■ What is needed
Repeat the lines that follow, leaving nothing out.

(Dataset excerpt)
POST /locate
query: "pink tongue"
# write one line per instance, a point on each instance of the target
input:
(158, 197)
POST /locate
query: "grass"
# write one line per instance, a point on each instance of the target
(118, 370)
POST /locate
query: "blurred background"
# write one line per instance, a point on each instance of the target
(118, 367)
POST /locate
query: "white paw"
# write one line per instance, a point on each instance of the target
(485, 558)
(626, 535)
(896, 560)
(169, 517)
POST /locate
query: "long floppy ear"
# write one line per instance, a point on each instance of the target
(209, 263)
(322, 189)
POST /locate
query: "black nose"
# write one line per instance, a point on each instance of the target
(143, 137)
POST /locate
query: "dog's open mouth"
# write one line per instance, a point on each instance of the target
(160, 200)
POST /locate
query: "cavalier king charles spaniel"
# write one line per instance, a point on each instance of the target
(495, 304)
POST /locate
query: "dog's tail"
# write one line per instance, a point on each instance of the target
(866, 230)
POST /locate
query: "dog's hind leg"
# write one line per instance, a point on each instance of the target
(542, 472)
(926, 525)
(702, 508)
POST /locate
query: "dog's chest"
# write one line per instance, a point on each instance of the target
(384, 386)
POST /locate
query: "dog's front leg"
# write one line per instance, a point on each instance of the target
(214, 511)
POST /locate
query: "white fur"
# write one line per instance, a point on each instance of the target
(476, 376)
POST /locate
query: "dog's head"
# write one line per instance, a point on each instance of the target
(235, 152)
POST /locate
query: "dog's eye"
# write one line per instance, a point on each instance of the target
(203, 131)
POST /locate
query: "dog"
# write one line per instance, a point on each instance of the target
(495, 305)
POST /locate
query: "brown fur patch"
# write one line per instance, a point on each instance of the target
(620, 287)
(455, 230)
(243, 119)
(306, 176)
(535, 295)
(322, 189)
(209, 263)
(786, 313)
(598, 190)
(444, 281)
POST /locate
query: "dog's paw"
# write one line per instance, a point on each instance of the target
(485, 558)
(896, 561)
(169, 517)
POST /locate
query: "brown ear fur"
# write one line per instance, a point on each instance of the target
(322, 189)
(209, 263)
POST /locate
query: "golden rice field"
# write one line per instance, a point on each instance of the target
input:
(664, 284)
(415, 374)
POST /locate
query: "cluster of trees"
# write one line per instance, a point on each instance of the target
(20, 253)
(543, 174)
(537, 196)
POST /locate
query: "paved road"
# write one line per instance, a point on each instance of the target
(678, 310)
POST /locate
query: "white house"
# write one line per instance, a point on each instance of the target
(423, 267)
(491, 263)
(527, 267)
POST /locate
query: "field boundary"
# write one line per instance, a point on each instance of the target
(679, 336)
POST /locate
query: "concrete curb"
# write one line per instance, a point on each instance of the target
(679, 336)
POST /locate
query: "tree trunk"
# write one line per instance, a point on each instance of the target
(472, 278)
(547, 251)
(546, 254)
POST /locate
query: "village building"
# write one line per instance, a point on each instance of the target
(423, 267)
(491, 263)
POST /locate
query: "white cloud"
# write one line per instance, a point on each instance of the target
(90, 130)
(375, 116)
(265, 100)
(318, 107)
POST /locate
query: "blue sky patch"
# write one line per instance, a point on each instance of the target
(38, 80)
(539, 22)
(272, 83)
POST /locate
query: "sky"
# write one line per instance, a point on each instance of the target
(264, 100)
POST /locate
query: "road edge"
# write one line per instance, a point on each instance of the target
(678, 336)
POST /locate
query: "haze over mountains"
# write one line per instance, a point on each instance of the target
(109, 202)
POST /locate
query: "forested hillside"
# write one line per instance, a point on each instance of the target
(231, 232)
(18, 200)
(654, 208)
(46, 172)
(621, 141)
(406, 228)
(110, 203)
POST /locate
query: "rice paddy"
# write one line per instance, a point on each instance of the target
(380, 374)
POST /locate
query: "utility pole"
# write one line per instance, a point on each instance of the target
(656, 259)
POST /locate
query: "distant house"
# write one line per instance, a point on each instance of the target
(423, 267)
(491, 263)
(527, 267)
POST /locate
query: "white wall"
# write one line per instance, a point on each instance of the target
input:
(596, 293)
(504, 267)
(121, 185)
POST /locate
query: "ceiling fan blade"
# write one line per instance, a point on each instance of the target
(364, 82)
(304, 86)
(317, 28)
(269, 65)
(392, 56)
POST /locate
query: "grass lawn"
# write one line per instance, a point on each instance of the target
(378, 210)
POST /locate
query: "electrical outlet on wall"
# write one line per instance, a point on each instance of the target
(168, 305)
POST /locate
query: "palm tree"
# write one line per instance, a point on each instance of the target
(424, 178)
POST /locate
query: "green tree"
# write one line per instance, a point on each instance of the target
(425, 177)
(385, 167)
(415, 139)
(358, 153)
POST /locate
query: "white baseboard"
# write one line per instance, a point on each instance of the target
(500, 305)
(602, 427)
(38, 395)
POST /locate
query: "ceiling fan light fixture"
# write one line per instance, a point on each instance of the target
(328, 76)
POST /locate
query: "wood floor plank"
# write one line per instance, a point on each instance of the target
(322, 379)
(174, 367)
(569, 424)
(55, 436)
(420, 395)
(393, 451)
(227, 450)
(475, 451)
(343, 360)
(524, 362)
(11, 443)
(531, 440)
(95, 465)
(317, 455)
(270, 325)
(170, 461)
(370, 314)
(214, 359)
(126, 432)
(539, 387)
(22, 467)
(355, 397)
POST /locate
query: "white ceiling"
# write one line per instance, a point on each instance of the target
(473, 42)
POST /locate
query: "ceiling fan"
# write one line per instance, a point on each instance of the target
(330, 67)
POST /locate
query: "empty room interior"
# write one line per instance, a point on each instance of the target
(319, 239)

■ Response to this exercise
POST /locate
query: "pink tongue"
# write one line per instance, a point on each instance of the target
input:
(158, 197)
POST /locate
query: "grass"
# write one line per instance, a point on each instance of the target
(118, 370)
POST /locate
query: "blurred background"
# write one line per instance, a point on each instance of the target
(118, 367)
POST /locate
query: "white paw"
# write one line per instance, a point on each instance of the target
(485, 558)
(626, 535)
(896, 560)
(169, 517)
POST /locate
query: "long floppy ear"
# write one line per instance, a point on each instance of the target
(209, 263)
(322, 189)
POST /locate
query: "black nose"
# write one line per instance, a point on each instance of the target
(143, 137)
POST /locate
query: "dog's open mouth"
# write one line per instance, a point on each instance of the target
(160, 200)
POST /locate
query: "cavalier king charles spaniel"
# write one line per instance, a point on each instance of the target
(495, 304)
POST /locate
query: "dog's tail"
# write one line per instance, a point on each instance of the target
(866, 230)
POST /locate
query: "dog's hind leg"
# write one line per instance, a point on each instance of the target
(542, 472)
(926, 525)
(702, 508)
POST /locate
query: "dog's chest"
# write one line per instance, a point on each instance of the target
(384, 386)
POST /locate
query: "dog's front leg"
# write one line per instance, a point on each instance of the target
(214, 511)
POST /locate
query: "white fur"
# write one line per instance, a point on each instance of the target
(476, 376)
POST /locate
query: "dog's head"
# write one line per instance, a point on each instance of the target
(235, 152)
POST /locate
query: "dog's eye"
# write one line per instance, a point on each instance of the target
(203, 131)
POST /locate
query: "dog"
# write one line per instance, a point on each instance of the target
(495, 305)
POST /locate
query: "brown fur patch"
# write one line per instance, a point on each instance of the target
(620, 287)
(455, 230)
(243, 119)
(306, 176)
(535, 295)
(322, 189)
(209, 263)
(786, 313)
(598, 190)
(444, 281)
POST /locate
query: "dog's paw"
# write one line per instance, a point on each instance of the target
(485, 558)
(896, 561)
(169, 517)
POST /locate
query: "brown ear fur"
# write one line per instance, a point on each instance of the target
(322, 189)
(209, 263)
POST /locate
query: "golden rice field"
# write one line per instance, a point on each instance of the target
input:
(664, 284)
(415, 374)
POST /locate
query: "cluster of trees"
# write one line per instance, a point on each instance of the target
(20, 253)
(543, 174)
(537, 196)
POST /locate
query: "paved road"
# write one line per instance, a point on each instance of the target
(678, 310)
POST /locate
query: "white house"
# write one line per instance, a point on each instance of the target
(423, 267)
(491, 263)
(527, 267)
POST /locate
query: "field boundary"
# write one line per instance, a point on each instance of the target
(679, 336)
POST /locate
query: "concrete curb"
# write one line per instance, a point on each instance of the target
(679, 336)
POST /locate
query: "tree trunk"
# write one line per instance, a point on each instance of the target
(472, 278)
(547, 251)
(546, 254)
POST /locate
query: "village building"
# write one line per instance, a point on each instance of the target
(423, 267)
(491, 263)
POST /locate
query: "white cloud"
# write one line per instance, a point on each instance of the target
(90, 130)
(375, 116)
(265, 100)
(318, 107)
POST /locate
query: "blue sky patch"
# write one line per instance, a point on each instance of the target
(38, 80)
(539, 22)
(272, 83)
POST /locate
query: "sky"
# write one line per instance, a point on each instance of the target
(264, 100)
POST /locate
query: "road edge"
# write one line per instance, a point on each instance of the target
(678, 336)
POST /locate
query: "haze over mountains"
# write one line per instance, a point on each instance of the target
(109, 202)
POST /locate
query: "forested hillside"
# write one line per instance, a point on each instance of the target
(231, 232)
(18, 200)
(654, 208)
(46, 172)
(621, 141)
(406, 228)
(110, 203)
POST /locate
query: "rice paddy"
# write one line per instance, a point on each instance of the target
(380, 374)
POST /locate
query: "utility pole"
# write one line per instance, a point on each instance of the target
(656, 259)
POST /locate
query: "distant house"
# write one line per instance, a point on each instance of the target
(423, 267)
(491, 263)
(527, 267)
POST /locate
query: "white wall"
# write one line per instance, a point on each instance of the target
input:
(596, 293)
(504, 267)
(121, 185)
POST /locate
query: "ceiling fan blade"
# write one line per instance, a point on each instance of the target
(364, 82)
(304, 86)
(317, 28)
(269, 65)
(392, 56)
POST /locate
query: "grass lawn"
# write one line per instance, a point on each instance of the target
(378, 210)
POST /locate
query: "electrical outlet on wall"
# write one line per instance, a point on each instance of the target
(168, 305)
POST /locate
query: "palm tree"
# write one line per instance, a point on each instance of the target
(424, 178)
POST /locate
query: "green tree"
# write one line per instance, a point on each instance of the target
(425, 177)
(385, 167)
(415, 139)
(358, 153)
POST /locate
query: "white baseboard"
# write one line per instance, a point on each instance of the target
(500, 305)
(602, 427)
(38, 395)
POST /locate
query: "ceiling fan light fixture"
# write one line per instance, a point on each instance of the target
(328, 76)
POST /locate
query: "wood floor plank"
# write one line per instance, a point on each instance of the target
(322, 379)
(174, 367)
(569, 424)
(55, 436)
(420, 395)
(393, 451)
(227, 450)
(475, 451)
(343, 360)
(524, 362)
(11, 443)
(531, 440)
(95, 465)
(317, 455)
(270, 325)
(170, 461)
(370, 314)
(214, 359)
(126, 432)
(539, 387)
(22, 467)
(355, 397)
POST /locate
query: "white ceiling"
# write one line per instance, a point on each instance of the target
(473, 42)
POST /locate
query: "ceiling fan"
# write one line per instance, a point on each instance of the target
(330, 67)
POST /locate
query: "empty room interior"
# write one line per instance, a point on each instance of the target
(319, 239)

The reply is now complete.